## What is required:
Find the line containing "Give the innermost point of each instance of the rocky mountain" in the entries below. Restate it and each line after it, word for word, up to and including the line containing "Give the innermost point of each instance of the cloud, as".

## Dataset records:
______

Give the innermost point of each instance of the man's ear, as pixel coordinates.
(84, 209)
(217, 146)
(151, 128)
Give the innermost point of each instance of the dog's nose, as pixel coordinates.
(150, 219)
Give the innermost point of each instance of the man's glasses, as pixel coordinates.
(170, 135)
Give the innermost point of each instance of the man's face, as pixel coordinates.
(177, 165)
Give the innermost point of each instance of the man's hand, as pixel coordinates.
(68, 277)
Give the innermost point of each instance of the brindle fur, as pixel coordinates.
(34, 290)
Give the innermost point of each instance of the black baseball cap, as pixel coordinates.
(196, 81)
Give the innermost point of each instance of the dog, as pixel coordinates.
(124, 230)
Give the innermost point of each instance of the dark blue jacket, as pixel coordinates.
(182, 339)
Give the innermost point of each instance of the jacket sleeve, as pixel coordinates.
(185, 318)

______

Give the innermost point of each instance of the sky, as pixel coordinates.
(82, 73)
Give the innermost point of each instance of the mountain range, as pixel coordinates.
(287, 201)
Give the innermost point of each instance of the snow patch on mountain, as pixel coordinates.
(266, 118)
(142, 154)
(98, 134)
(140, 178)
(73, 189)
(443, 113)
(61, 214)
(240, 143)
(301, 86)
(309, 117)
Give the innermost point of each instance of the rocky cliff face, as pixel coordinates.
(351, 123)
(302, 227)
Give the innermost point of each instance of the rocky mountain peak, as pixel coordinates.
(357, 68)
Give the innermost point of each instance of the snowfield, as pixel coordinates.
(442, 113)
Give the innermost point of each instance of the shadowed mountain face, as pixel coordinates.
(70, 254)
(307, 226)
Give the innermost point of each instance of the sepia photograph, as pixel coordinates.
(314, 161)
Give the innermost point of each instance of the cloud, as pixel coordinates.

______

## Completed exercise:
Give the innermost point of each instance of the rocky mountain peak, as pixel coordinates.
(357, 68)
Give the innermost point of each instance of the snowfield, as pixel coordinates.
(442, 113)
Give the innermost point of each instance of the shadowed mountain face, as pixel coordinates.
(70, 254)
(307, 226)
Give the innermost point of each instance of the sepia photograph, as pixel coordinates.
(314, 161)
Give the innermost point of each instance of the cloud, as pixel coordinates.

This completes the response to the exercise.